[[ RECORD EXTRACTS open ]]

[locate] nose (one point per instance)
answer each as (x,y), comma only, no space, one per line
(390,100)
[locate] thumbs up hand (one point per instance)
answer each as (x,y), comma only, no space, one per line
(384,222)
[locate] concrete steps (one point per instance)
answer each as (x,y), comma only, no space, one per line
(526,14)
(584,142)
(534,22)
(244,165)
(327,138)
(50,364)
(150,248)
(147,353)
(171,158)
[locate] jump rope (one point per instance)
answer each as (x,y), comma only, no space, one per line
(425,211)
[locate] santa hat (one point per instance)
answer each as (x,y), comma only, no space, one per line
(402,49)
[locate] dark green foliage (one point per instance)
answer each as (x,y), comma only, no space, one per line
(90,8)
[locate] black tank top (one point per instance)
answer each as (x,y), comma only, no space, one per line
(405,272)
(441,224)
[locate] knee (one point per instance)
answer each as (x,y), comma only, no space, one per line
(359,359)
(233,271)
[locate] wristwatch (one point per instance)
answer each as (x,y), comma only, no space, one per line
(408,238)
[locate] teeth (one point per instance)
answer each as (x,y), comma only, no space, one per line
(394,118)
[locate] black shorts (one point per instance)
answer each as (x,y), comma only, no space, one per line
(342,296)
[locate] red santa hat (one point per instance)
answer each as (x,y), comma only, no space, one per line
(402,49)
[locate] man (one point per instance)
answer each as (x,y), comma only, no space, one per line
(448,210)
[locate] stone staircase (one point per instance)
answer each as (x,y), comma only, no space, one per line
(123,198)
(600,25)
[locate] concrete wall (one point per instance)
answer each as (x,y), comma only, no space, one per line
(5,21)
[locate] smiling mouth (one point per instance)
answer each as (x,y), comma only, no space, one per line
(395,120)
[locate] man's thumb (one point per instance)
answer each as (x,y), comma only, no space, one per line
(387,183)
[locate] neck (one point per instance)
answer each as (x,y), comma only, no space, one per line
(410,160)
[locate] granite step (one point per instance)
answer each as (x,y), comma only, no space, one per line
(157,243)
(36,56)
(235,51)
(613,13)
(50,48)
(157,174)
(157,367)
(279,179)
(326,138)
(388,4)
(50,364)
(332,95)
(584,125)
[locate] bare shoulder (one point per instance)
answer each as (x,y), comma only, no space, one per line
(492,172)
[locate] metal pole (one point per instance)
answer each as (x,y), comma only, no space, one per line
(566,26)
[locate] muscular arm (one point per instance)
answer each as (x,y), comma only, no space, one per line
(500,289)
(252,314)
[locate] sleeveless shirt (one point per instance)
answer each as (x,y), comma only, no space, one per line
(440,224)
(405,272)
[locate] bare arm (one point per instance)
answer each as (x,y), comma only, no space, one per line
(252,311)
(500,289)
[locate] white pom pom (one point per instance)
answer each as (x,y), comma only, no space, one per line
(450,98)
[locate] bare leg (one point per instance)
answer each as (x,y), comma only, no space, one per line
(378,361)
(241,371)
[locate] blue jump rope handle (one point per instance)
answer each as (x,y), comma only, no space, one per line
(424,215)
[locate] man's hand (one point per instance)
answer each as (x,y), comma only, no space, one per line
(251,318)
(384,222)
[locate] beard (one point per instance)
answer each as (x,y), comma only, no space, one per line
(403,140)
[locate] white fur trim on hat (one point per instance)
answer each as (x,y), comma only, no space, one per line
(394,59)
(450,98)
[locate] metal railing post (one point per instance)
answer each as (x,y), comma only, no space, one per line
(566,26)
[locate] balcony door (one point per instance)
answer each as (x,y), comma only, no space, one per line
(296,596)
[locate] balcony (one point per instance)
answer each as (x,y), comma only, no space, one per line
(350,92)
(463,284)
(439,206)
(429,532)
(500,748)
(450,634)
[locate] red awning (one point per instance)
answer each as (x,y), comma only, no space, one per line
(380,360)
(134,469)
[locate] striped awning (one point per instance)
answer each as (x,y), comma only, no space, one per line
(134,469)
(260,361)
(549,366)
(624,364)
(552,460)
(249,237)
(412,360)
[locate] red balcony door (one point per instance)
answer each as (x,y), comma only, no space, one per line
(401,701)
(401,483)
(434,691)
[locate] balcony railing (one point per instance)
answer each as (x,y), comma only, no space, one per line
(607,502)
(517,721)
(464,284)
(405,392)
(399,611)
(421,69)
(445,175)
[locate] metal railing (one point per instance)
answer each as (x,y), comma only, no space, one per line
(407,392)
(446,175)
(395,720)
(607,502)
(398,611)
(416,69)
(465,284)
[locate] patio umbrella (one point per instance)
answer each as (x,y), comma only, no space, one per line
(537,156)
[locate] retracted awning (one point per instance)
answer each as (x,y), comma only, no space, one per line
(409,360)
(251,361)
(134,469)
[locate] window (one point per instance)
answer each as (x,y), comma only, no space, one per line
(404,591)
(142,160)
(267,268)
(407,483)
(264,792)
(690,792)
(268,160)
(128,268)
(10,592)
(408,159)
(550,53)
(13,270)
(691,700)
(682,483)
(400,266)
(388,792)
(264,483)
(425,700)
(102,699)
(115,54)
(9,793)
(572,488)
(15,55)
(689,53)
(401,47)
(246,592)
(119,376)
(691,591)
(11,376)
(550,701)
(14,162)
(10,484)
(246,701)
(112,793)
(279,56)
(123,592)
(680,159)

[[ RECORD EXTRACTS closed ]]

» **TASK OBJECTIVE**
Your reply should be only the number of lines in the records above that include "rope".

» **ANSWER SPACE**
2